* _Task details_
Can you give every line of the listing below as one string in a JSON list, dropping blank lines and leaving the picture out?

* _Records for the task_
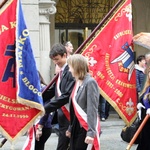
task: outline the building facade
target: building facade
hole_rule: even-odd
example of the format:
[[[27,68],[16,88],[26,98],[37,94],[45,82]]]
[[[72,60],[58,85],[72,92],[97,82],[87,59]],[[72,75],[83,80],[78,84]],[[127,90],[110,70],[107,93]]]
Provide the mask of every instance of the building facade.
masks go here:
[[[4,0],[0,0],[0,3]],[[9,0],[8,0],[9,1]],[[21,0],[38,70],[47,83],[54,76],[49,51],[70,40],[76,50],[118,0]],[[132,0],[133,34],[150,32],[150,1]],[[149,51],[134,45],[135,56]]]

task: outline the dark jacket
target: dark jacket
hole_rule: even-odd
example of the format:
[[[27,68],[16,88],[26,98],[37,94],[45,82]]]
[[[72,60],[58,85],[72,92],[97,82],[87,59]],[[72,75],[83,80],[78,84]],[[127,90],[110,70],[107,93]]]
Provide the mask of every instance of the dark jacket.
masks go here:
[[[135,67],[136,69],[136,88],[137,92],[141,92],[143,84],[144,84],[144,72],[139,67]]]
[[[63,71],[63,76],[60,81],[61,96],[57,96],[56,82],[43,95],[43,99],[48,101],[44,106],[46,113],[54,112],[58,109],[59,124],[64,123],[64,119],[66,119],[60,108],[69,102],[69,97],[73,90],[74,84],[75,80],[72,77],[71,72],[69,72],[69,67],[67,65]],[[52,99],[54,96],[55,98]]]

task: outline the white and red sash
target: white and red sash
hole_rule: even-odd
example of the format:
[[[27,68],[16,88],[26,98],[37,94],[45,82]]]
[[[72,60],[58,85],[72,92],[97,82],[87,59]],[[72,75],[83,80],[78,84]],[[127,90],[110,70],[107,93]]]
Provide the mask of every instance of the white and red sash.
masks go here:
[[[58,96],[61,96],[61,91],[60,91],[59,85],[60,85],[60,75],[59,75],[57,83],[56,83],[56,88],[57,88]],[[62,106],[61,110],[63,111],[66,118],[70,121],[69,104]]]
[[[79,83],[77,82],[73,92],[72,92],[72,104],[74,107],[75,115],[78,118],[80,124],[82,127],[87,131],[88,130],[88,124],[87,124],[87,114],[83,111],[83,109],[78,105],[75,96],[77,94],[77,90],[79,88]],[[94,137],[94,142],[92,144],[88,144],[87,150],[100,150],[100,120],[97,116],[97,124],[96,124],[96,136]]]

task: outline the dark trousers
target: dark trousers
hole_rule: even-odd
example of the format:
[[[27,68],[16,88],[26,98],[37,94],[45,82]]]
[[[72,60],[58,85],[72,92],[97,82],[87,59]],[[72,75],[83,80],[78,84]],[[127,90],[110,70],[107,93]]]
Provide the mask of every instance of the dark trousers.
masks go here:
[[[80,126],[78,119],[74,119],[74,124],[72,126],[71,140],[70,140],[70,150],[86,150],[87,144],[84,142],[87,131]]]
[[[59,127],[57,150],[69,150],[70,138],[66,137],[67,128]]]
[[[43,128],[40,141],[35,141],[35,150],[44,150],[45,142],[50,137],[52,128]]]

* _Written solution_
[
  "task: outline the building facade",
  "target: building facade",
  "hole_rule: even-odd",
  "example of the format:",
  "[[[27,68],[16,88],[26,98],[37,94],[45,82]]]",
  "[[[72,60],[58,85],[72,92],[97,82],[87,59]],[[72,75],[83,80],[78,84]],[[127,90],[110,70],[107,93]]]",
  "Provide the mask of every instance of the building facade.",
  "masks go here:",
  "[[[4,0],[0,0],[0,3]],[[9,0],[8,0],[9,1]],[[21,0],[38,70],[47,83],[54,76],[49,51],[70,40],[76,50],[118,0]],[[132,0],[133,34],[150,32],[150,1]],[[149,51],[134,45],[135,56]]]",
  "task: outline the dark jacket",
  "target: dark jacket",
  "hole_rule: even-odd",
  "example of the format:",
  "[[[27,68],[16,88],[26,98],[37,94],[45,82]]]",
  "[[[72,60],[58,85],[72,92],[97,82],[87,59]],[[72,75],[83,80],[78,84]],[[127,90],[110,70],[107,93]]]",
  "Provide the mask of every instance of the dark jacket.",
  "masks go here:",
  "[[[135,67],[136,69],[136,88],[137,92],[141,92],[143,84],[144,84],[144,72],[139,67]]]",
  "[[[63,71],[63,76],[60,81],[61,96],[57,96],[56,82],[43,95],[43,99],[48,101],[44,106],[46,113],[54,112],[58,109],[59,124],[64,123],[64,119],[66,119],[60,108],[69,102],[69,97],[73,90],[74,84],[75,80],[72,77],[71,72],[69,72],[69,67],[67,65]],[[52,99],[54,96],[55,98]]]",
  "task: outline the white and red sash",
  "target: white and red sash",
  "hole_rule: even-odd",
  "example of the format:",
  "[[[27,68],[16,88],[26,98],[37,94],[45,82]]]",
  "[[[72,60],[58,85],[72,92],[97,82],[87,59]],[[72,75],[83,80],[78,84]],[[127,90],[110,70],[107,93]]]",
  "Provide the mask of every instance of the white and red sash.",
  "masks go here:",
  "[[[58,96],[61,96],[61,91],[60,91],[59,85],[60,85],[60,75],[59,75],[57,83],[56,83],[56,88],[57,88]],[[62,106],[61,110],[63,111],[66,118],[70,121],[69,104]]]",
  "[[[79,83],[77,82],[73,92],[72,92],[72,104],[74,107],[75,115],[78,118],[80,124],[82,127],[87,131],[88,130],[88,124],[87,124],[87,114],[83,111],[83,109],[78,105],[75,96],[77,94],[77,90],[79,88]],[[94,137],[94,142],[92,144],[88,144],[87,150],[100,150],[100,120],[97,116],[97,124],[96,124],[96,136]]]",
  "task: outline the dark trousers",
  "target: dark trousers",
  "hole_rule: even-odd",
  "example of the format:",
  "[[[27,68],[16,88],[26,98],[37,94],[45,82]]]",
  "[[[72,60],[58,85],[72,92],[97,82],[87,59]],[[72,75],[83,80],[78,84]],[[127,90],[110,70],[107,93]]]",
  "Provide the mask of every instance of the dark trousers.",
  "masks go here:",
  "[[[80,126],[78,119],[74,119],[74,124],[72,126],[71,140],[70,140],[70,150],[86,150],[87,144],[84,142],[87,131]]]",
  "[[[59,127],[57,150],[69,150],[70,138],[66,137],[67,128]]]",
  "[[[43,128],[40,141],[35,141],[35,150],[44,150],[45,142],[50,137],[52,128]]]"
]